WRITTEN EXERCISE: Without the images, write out all of the following entries exactly.

Dataset excerpt:
■ ■ ■ ■ ■

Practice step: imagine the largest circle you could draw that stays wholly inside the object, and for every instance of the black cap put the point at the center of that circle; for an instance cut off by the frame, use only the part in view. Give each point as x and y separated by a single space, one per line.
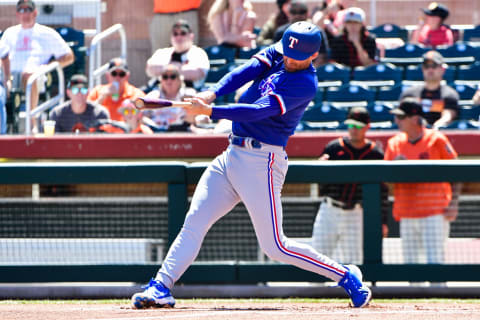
409 106
433 56
77 79
183 25
437 10
117 63
358 116
25 3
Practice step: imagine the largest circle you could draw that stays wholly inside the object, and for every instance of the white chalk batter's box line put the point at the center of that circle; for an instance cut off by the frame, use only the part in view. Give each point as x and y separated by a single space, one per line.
221 313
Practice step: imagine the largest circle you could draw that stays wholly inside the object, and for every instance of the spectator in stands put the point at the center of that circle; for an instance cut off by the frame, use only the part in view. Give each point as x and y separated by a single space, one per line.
133 117
432 32
339 221
116 90
192 60
77 115
172 87
5 87
440 101
166 14
332 17
423 209
274 22
232 23
354 46
32 46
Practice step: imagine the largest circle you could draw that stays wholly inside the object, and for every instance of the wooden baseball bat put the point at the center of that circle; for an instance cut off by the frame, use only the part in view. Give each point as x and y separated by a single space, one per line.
155 103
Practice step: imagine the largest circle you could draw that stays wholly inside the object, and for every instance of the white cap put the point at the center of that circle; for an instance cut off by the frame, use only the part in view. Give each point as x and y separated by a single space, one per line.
354 14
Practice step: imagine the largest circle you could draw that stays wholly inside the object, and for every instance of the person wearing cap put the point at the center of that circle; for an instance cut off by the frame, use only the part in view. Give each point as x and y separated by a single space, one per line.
232 23
133 117
439 100
338 225
281 17
423 209
117 89
192 60
166 13
354 46
77 114
432 31
32 46
253 167
172 87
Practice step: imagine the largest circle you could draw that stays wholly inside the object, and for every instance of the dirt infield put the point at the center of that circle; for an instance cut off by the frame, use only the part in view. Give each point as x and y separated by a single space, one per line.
242 310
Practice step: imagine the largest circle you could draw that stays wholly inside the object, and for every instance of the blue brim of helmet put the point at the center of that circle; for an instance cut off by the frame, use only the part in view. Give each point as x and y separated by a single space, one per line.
292 54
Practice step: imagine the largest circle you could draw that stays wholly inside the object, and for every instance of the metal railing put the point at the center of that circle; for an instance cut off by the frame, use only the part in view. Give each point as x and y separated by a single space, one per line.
95 69
59 98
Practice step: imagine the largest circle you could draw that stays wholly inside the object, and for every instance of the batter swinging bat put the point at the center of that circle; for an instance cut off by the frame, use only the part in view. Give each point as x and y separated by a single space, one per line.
154 103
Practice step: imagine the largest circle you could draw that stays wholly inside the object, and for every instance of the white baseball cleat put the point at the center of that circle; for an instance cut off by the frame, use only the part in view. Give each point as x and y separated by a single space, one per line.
155 295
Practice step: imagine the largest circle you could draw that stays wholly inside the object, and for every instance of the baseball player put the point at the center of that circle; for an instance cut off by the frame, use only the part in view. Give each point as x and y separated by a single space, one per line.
339 222
253 167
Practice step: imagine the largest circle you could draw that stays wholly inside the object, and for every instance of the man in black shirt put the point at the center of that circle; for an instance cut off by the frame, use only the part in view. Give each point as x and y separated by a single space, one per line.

■ ■ ■ ■ ■

FINISHED TASK:
Practice step: imagine the largest circle you could draw that stays wholly inside the object, and for every instance of the black cap put the point at the center of that circle; for an instance cut off by the frame, use only the part in view. Give each point as x and y separated by a single space, one per line.
409 106
433 56
77 79
183 25
437 10
117 63
358 116
25 3
Practice step: imagine the largest circle you could draw that stays wholly inside the object, and for every instance of the white chalk batter's box line put the point at the center of that circle; for an instance cut off by the frame, use only the part in view. Give each point as x and y separated by a single space, one per line.
221 313
Practice step: imagine the largest circle you could draw that stays wholly inside the object, and for every instance of the spectator in stands put the point at the center of that circle; for an instance cut off by the frame, use only the part in view. Give each point as x and y separated by a single space, one per line.
133 117
432 32
339 221
116 90
192 60
77 115
172 87
5 87
440 101
166 14
332 17
423 209
274 22
232 23
354 46
32 46
Practice step: imagine the largest circle you could draw that stays wholly inside the object, and for every instance of the wooden baseball bat put the point at the center of that circle; for an instance cut off by the frame, use only the part in view. Give each point as x and y separated by a single space, one per line.
155 103
Practice step: imagine the largest circle you could draw that stays wholly inside the object, and for every instance of the white cap put the point at the center of that circle; for an instance cut off by the frame, use only the part in view. Give each point as x and y separated by a single space, one per line.
354 14
Practice step: imagine the largest circle you could draw that stays wholly inside the object, and for every instance of the person wearing cap put the point at the center of that circle; for an instance cut off by the frame, use only the part in view. Give each point as x and y separated by a single space, one per line.
232 23
133 117
439 100
338 225
281 17
423 209
117 89
192 60
166 13
354 46
77 114
432 31
32 46
253 167
172 87
Practice step: imagine the largest circle you could draw that stays wholly inside the object, and for every instance of the dirt infield put the point at the center of that circle; for an instance cut off by the frame, use only the part in view. Give each point as x and y separated by a single space, one per line.
242 310
Practice step: imagine the largest circle you could draw that stays wholly inside the object, and for every instance of the blue brim of helmet put the point at the center of that circle; for an instance cut off by the frame, use only the part in view. Give each point as x and y separated by a single space, one per line.
292 54
Practice step: imagine the largest circle you could draw that stays wholly inside the object, and for every instance of the metal railing put the point at the center of that circle; for an instance cut off by the frame, use only the part in view. Give each point as x and y separated by a single space, one per line.
95 69
59 98
Practice step: imagine the largest circle you could draw that stays wholly inside the object, and for every instance of the batter swinging bat put the point at the center of that circle; for an instance cut off by the frame, use only the part in view. Give each point as x and y separated by a single space, one per line.
154 103
Practice step: imagine the largest circle you could draw that stays wholly inside the object, and for every instance of the white baseball cleat put the point at the center of that circle; for an instance cut off by the frame, use only the part in view. Give each point as x and y separated by a single space, one per line.
155 295
Practice step: imagine the largest circle you could draw that stays wholly inside the object, and for every instance of the baseball player put the point at the center of that circle; for an instance cut off by the frame, use only the part in view. Give each point as x and y separated by a single space, one per line.
339 222
253 167
Practice step: imagine the largest circle you could draw that stays wholly inside the object, and for every instance of the man in black shirt put the point at the center of that circle; for an instance cut off by the frame, use only the part in view. Give each point as x and y separated by a single space, one per line.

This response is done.